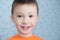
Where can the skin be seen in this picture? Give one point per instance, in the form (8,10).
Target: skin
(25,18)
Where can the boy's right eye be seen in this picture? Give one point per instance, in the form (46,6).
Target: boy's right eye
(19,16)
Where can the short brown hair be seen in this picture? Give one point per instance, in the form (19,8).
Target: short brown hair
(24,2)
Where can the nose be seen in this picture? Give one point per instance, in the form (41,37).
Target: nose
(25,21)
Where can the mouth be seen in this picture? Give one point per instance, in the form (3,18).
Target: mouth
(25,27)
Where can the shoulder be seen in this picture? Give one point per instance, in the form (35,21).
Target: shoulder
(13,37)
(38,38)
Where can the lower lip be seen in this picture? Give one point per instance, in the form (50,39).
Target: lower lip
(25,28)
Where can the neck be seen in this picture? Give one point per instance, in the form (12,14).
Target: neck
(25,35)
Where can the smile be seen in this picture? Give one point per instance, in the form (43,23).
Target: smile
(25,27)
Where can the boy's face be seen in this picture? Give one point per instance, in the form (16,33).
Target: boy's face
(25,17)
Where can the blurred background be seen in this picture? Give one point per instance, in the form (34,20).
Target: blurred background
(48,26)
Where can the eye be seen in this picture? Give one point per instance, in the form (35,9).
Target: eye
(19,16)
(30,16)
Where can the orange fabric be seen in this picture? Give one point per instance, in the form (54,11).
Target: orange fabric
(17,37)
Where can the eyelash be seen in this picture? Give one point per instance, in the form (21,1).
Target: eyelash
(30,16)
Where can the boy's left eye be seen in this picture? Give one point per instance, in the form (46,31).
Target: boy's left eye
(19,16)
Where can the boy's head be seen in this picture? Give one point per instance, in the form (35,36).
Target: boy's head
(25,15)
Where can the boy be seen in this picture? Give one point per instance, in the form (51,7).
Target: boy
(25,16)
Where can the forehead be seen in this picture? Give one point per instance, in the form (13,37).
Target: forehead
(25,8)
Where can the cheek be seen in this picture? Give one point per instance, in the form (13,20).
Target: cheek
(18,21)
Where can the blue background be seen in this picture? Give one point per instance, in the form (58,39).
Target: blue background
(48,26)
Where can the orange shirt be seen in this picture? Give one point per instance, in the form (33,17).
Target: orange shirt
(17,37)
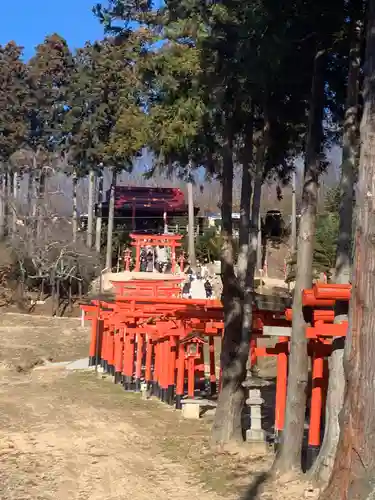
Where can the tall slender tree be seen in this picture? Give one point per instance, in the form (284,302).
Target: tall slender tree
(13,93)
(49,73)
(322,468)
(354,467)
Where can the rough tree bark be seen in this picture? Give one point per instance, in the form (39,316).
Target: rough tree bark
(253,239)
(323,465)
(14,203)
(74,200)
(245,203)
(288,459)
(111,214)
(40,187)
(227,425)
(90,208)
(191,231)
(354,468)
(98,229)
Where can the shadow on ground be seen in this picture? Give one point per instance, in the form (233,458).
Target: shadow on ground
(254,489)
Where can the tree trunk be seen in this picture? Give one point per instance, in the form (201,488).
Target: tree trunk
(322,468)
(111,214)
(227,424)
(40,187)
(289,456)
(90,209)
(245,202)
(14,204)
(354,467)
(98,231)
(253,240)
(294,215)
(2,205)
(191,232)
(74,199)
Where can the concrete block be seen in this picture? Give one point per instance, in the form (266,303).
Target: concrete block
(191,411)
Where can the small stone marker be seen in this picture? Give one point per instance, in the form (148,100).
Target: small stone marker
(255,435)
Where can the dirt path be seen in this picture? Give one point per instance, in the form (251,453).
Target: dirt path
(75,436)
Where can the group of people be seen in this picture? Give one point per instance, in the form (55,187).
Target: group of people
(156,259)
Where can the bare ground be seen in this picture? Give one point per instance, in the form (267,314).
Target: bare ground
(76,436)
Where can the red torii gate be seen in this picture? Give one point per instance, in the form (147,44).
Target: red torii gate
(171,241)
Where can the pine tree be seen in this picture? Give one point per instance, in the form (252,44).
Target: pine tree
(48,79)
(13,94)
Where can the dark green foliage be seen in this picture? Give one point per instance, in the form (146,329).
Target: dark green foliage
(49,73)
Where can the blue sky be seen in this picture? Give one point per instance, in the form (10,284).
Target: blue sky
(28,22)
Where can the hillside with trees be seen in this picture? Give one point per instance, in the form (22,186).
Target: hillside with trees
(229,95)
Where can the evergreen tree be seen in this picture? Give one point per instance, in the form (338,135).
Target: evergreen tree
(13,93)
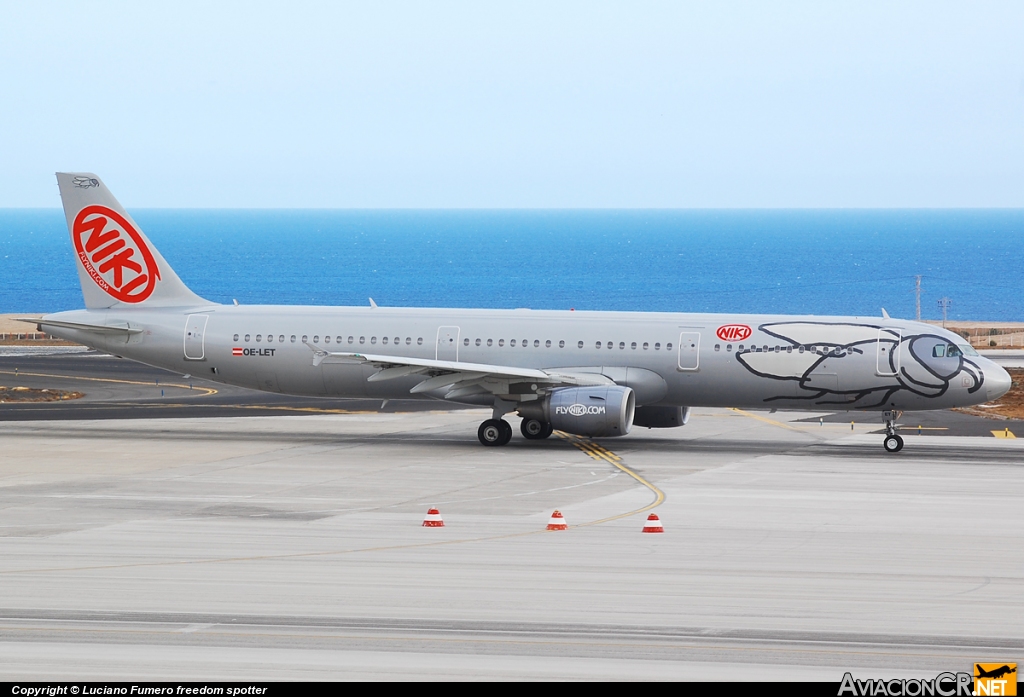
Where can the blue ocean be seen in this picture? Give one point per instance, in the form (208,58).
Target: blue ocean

● EXERCISE
Write out again, word for word, the items from the line that contains "Where can the pine" through the end of the items. Leave the pictures out.

● RESULT FOR THIS EXERCISE
Where can the pine tree be seen in this picture? Give one point per instance, in the form (252,44).
Target: pine tree
(48,79)
(13,94)
Where can the dark green foliage be seen in this picture? Give one point per instance, in the form (146,329).
Target: dark green foliage
(49,73)
Where can the blue sky be seen in this picture? Give one point per instance, in the form (10,284).
Target: blue sky
(28,22)
Where can the hillside with trees be seen in this picture? Give one point per instance, in the form (22,186).
Target: hillside with trees
(229,95)
Where can the evergreen tree be seen in this picture? Give one point per instance, in the form (338,135).
Target: evergreen tree
(13,93)
Where can the blue ocean be seen in this picture? Give one point per instance, in the form (208,58).
Target: blue ocean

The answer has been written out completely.